**What the exercise asks**
Every entry in the listing below has to be given again exactly.

====

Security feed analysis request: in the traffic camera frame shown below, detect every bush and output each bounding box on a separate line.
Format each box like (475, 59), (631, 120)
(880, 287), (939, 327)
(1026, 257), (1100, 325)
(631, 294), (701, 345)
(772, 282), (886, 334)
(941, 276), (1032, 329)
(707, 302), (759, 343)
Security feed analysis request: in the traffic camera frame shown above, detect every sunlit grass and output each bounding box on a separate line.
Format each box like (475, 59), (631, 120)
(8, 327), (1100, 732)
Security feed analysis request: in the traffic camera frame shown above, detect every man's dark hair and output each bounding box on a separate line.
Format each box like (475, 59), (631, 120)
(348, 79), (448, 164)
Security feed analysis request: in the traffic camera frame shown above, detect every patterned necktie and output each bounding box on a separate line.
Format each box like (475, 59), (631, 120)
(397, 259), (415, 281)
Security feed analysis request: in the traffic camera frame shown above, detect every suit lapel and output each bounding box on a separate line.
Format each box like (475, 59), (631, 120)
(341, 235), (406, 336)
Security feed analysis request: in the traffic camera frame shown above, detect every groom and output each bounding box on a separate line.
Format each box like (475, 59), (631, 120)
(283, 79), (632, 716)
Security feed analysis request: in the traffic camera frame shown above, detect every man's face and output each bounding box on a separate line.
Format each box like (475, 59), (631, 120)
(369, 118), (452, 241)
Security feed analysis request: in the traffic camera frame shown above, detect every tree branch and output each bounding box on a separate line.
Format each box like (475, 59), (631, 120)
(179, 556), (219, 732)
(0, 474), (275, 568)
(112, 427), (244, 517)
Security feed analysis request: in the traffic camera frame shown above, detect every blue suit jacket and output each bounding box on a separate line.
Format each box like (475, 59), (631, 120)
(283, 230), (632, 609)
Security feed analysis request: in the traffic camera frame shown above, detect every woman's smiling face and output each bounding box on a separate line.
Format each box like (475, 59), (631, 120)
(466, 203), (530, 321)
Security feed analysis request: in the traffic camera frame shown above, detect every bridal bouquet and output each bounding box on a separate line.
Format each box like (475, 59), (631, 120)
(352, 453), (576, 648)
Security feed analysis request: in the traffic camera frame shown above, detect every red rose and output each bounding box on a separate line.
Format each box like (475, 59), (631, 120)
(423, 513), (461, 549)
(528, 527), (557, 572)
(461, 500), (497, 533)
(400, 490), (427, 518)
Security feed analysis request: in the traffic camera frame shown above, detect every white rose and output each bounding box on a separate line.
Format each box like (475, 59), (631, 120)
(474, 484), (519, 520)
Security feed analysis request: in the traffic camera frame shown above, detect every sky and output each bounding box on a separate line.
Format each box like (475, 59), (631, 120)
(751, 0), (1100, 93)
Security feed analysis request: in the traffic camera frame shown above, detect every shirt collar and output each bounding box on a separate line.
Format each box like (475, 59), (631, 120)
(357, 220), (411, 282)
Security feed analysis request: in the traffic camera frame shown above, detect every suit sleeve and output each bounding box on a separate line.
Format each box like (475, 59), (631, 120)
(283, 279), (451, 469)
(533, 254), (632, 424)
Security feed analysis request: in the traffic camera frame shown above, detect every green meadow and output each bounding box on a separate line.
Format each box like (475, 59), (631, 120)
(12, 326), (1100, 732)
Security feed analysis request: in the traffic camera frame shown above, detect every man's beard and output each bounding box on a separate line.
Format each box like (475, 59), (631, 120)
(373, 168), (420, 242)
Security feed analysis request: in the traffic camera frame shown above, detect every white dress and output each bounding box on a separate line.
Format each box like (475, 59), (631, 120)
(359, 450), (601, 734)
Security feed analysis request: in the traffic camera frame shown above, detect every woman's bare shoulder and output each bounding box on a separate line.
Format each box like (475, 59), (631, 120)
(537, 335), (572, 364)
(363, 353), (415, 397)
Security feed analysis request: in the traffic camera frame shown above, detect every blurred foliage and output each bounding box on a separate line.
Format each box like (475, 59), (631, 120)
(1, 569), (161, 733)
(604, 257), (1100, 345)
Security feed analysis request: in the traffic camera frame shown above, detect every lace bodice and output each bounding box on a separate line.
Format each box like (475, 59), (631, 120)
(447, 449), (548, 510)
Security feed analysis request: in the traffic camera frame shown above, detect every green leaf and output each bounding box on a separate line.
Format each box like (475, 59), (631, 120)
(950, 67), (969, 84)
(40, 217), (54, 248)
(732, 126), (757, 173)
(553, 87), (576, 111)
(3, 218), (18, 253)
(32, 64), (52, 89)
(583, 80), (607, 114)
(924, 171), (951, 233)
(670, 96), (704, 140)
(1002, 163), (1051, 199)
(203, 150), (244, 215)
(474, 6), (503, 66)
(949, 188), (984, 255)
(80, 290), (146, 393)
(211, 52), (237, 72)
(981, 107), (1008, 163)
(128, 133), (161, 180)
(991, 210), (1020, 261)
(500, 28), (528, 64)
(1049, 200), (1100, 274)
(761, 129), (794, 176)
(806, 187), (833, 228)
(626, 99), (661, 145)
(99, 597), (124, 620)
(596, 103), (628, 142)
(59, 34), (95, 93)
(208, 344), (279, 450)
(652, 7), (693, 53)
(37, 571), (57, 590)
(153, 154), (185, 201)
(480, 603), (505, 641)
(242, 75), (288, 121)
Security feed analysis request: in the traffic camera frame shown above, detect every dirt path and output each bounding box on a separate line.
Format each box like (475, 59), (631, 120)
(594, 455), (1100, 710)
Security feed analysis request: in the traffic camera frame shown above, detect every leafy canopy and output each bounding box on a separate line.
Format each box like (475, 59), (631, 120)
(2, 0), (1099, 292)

====

**Task response**
Security feed analysis request: in the traffic camera frame shown below, detect every bush and output each bounding box on a separate line.
Format each box like (475, 59), (631, 120)
(880, 287), (939, 327)
(1026, 257), (1100, 325)
(631, 294), (701, 345)
(772, 282), (886, 334)
(941, 276), (1032, 329)
(707, 302), (759, 343)
Security feed analysis request: in the traffic camera frame shown above, detect every sunlit grass and output each bounding box on a separate line.
Format each box like (475, 59), (631, 120)
(8, 327), (1100, 732)
Security feed analysis request: in the traffic camera frame shown above, detect every man's dark hair and output each bounding box on a separate line.
Format each box like (475, 59), (631, 120)
(348, 79), (448, 164)
Security feed analysis request: in the traffic camera frame shown above, detect every patterned necktie and output each bounding box on a separate line.
Format each box like (475, 59), (631, 120)
(397, 259), (415, 281)
Security feed analysis request: in the traffic camera frame shown above, detect every suit lapel and output each bounding box on a separate line.
Format each box like (475, 59), (631, 120)
(341, 235), (406, 336)
Security feed analysis request: in the traffic camera frame shown above, detect every groom and output each bounding box on a separate line.
Format each box like (475, 59), (631, 120)
(283, 79), (632, 716)
Security feed analysis request: in the traffic camera frame shown above, detect every man's face and output each bounding box on a separate line.
Format each box like (475, 59), (631, 120)
(369, 118), (452, 241)
Security feed analysis request: in the traffic camera frame shown above, detect every tree branch and output each bounding box on a separate line.
Format each box like (475, 59), (631, 120)
(179, 556), (219, 732)
(0, 474), (275, 568)
(112, 427), (244, 517)
Security feed analysis request: in the traffic camera frame shown above, detect every blue suit jacket and output each bounding box on a separate line.
Format each box like (475, 59), (631, 120)
(283, 230), (632, 609)
Security feed analysis request: in the traffic camera frame shown above, detect every woman's smiling face and output each bounding box on a separate line.
Format each box like (475, 59), (631, 120)
(466, 203), (530, 321)
Security feed analysis request: in the traffic camera frame shown above, detect every bridal bouquet and output each bounding box on a separate line.
Format each box like (475, 59), (631, 120)
(352, 453), (576, 648)
Security feed analysis request: in the traffic camera frame shown above, detect every red rose and output each bounding box on a separate line.
Format each box like (475, 59), (631, 120)
(423, 513), (461, 549)
(528, 527), (557, 572)
(461, 500), (497, 533)
(400, 490), (427, 518)
Security feed analysis request: in the traffic camera frame shown above, detect every white rose and output each bounding box on a separate line.
Format each box like (475, 59), (631, 120)
(474, 484), (519, 520)
Security feed analysis request: in the traffic camera frame shown above, detect every sky and output each bounding box on a separate line.
Format each box like (475, 59), (631, 120)
(751, 0), (1100, 93)
Security feed analysis request: in the traffic camera frame shown above, detect every shirt collar and output each bounding box on a separate line.
Format each box like (475, 59), (631, 120)
(357, 220), (411, 282)
Security feed analysis request: in the traffic camera frame shown above, detect every suit sleeve and output each bounding box on a separate line.
Format each box like (475, 59), (631, 120)
(283, 279), (451, 469)
(533, 254), (632, 424)
Security feed analysis request: in the traffic camera frame shown above, detect every green meadow and output each bounding box on a separate line.
Format each box like (475, 59), (631, 120)
(12, 326), (1100, 732)
Security feed analysis request: in the traffic camera frame shown above, detect every man's beard and output each bounding box on a separate line.
Format each box like (475, 59), (631, 120)
(373, 168), (420, 242)
Security feed analysis request: in the traffic camera frame shown above, detect every white dress and output each bounding box on a separate line.
Format each box like (475, 59), (631, 120)
(359, 450), (601, 734)
Security feed analysis request: in the traffic camera frame shown above, detect every woman's bare shoulder and output each bounding box on a separate line.
Format each box like (475, 59), (631, 120)
(537, 335), (572, 364)
(363, 353), (415, 397)
Security feed analysis request: in the traffic camera frame shown above, detect every blurred foliage and output each bounding box on a separate line.
Format each box like (475, 59), (631, 120)
(1, 569), (161, 733)
(604, 257), (1100, 345)
Security feed analysis request: in the traffic camera frame shown above, detect every lace bodice and output each bounding box on a separate line.
Format each box like (475, 59), (631, 120)
(447, 449), (548, 510)
Security feed analysis request: in the traffic camera frame shown above, detect every green leaf and output each bounding box on a separate line.
Format each box like (475, 59), (631, 120)
(950, 67), (969, 84)
(40, 217), (54, 248)
(732, 126), (757, 173)
(553, 87), (576, 111)
(3, 218), (18, 253)
(32, 64), (52, 89)
(583, 80), (607, 114)
(924, 171), (951, 233)
(670, 96), (704, 140)
(1002, 163), (1051, 199)
(203, 150), (244, 215)
(474, 6), (503, 66)
(949, 188), (984, 255)
(80, 290), (146, 393)
(211, 52), (237, 72)
(981, 107), (1008, 163)
(128, 133), (161, 180)
(991, 210), (1020, 261)
(500, 28), (528, 64)
(1049, 200), (1100, 274)
(761, 129), (794, 176)
(806, 187), (833, 228)
(626, 99), (661, 145)
(99, 597), (124, 620)
(596, 103), (628, 142)
(59, 34), (95, 93)
(208, 344), (279, 450)
(652, 7), (693, 53)
(37, 571), (57, 590)
(153, 154), (185, 201)
(480, 603), (505, 641)
(242, 75), (288, 121)
Security feed analysis request: in the traffic camera frame shown above, detect every dirt path and output each bounding box on a separate line.
Format each box like (475, 59), (631, 120)
(594, 455), (1100, 710)
Security feed analysis request: in the traffic camera frame shown above, detect every leafy canopy and output each bounding box on a separate line.
Format each box like (475, 59), (631, 120)
(2, 0), (1099, 292)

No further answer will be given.